BEGIN PROVIDED PASSAGE

Yellowstone is a hot-spot volcano ... just like Kilauea Volcano ... we'll see runny lava for several million years filling the Missouri/Mississippi River valleys ... c.f. the Columbia Plateau ... that wasn't an extinction event, so I doubt another Yellowstone eruption would be ...

The good news is rivers are much stronger than mountains ... any disruption of barge traffic on these rivers will be temporary ...
 
We are seeing some very interesting developments near Naples. The best case is a release of gases and steam over a period of years, with seismic events that damage the area. The worst is a full fledged caldera eruption that would effect the whole world.


How are you gonna blame this on the things that have improved living standards?
 
15th post
There have been numerous reports of volcanoes showing signs of waking up

The reality is that most of them have never really "gone to sleep".

Geological forces like this take place on timeframes far larger than most humans can even conceptualize. Humans will think something 200-300 years old is "ancient", yet these are the kinds of forces where tens of thousands of years is nothing, and a million years is like yesterday.

END PROVIDED PASSAGE
BEGIN INFORMATION SHOWN

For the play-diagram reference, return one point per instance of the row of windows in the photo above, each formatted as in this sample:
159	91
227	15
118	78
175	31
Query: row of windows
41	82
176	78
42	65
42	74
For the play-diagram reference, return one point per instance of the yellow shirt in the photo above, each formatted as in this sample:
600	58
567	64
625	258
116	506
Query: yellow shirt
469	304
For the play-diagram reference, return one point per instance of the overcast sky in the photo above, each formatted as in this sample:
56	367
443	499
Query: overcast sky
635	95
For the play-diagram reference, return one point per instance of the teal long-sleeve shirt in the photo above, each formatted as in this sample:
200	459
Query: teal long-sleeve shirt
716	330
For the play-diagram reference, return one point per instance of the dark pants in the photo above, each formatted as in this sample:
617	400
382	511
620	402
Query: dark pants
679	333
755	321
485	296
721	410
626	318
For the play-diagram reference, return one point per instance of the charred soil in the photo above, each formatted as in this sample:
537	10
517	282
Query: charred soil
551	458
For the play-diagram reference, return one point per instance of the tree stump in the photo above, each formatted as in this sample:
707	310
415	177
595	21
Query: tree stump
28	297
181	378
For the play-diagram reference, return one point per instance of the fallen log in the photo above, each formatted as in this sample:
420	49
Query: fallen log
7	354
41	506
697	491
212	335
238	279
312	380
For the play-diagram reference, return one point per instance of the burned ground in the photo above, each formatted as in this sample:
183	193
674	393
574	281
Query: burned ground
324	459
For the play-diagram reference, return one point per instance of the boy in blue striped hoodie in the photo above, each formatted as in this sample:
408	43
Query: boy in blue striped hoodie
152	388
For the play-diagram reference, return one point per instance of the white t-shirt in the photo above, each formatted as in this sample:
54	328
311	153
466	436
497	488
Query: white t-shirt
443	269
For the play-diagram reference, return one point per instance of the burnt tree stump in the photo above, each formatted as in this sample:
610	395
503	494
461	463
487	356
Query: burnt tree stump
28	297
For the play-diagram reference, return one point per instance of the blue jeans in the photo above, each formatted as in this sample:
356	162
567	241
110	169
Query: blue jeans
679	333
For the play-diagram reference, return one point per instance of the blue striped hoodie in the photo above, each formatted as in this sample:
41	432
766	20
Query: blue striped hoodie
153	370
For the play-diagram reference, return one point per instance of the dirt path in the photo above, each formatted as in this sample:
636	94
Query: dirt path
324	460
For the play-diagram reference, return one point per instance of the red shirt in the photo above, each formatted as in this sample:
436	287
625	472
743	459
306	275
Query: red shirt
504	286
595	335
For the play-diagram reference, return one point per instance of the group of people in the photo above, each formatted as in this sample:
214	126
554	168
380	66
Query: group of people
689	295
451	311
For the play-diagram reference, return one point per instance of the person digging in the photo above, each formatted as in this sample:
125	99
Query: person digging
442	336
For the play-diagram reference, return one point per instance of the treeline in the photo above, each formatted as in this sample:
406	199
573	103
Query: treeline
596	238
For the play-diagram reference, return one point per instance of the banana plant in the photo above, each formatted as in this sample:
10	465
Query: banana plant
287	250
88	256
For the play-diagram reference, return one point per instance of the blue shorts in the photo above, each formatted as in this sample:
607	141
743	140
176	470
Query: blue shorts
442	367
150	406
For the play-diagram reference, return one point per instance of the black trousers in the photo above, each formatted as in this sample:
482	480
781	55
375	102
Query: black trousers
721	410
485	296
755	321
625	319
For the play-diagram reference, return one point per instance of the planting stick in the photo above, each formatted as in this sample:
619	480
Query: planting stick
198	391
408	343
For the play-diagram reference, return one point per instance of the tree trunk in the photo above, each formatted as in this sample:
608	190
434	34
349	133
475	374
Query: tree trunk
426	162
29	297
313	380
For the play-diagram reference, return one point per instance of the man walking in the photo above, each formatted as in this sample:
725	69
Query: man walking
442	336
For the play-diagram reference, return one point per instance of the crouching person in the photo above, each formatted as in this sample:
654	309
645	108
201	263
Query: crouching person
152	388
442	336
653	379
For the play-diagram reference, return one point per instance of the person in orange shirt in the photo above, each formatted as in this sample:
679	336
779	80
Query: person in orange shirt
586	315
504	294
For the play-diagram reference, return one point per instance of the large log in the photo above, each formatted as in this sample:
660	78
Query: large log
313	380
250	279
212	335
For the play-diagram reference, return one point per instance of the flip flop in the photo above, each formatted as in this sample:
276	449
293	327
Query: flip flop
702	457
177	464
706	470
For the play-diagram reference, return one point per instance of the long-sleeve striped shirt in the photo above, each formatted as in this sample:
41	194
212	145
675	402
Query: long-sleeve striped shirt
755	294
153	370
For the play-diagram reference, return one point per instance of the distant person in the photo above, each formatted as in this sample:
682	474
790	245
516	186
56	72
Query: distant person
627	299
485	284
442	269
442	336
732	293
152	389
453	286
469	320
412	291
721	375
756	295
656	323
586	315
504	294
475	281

END INFORMATION SHOWN

APPLY WHAT YOU READ ::
(A) Rewrite the volcano discussion between "The good news" and "the whole world.", inclusive, changing "Naples" to "Vesuvius".
(B) In the volcano discussion, what is described as the best case for the developments near Naples?

EXERCISE RESULTS ::
(A)
The good news is rivers are much stronger than mountains ... any disruption of barge traffic on these rivers will be temporary ...
 
We are seeing some very interesting developments near Vesuvius. The best case is a release of gases and steam over a period of years, with seismic events that damage the area. The worst is a full fledged caldera eruption that would effect the whole world.

(B) A release of gases and steam over a period of years, with seismic events that damage the area.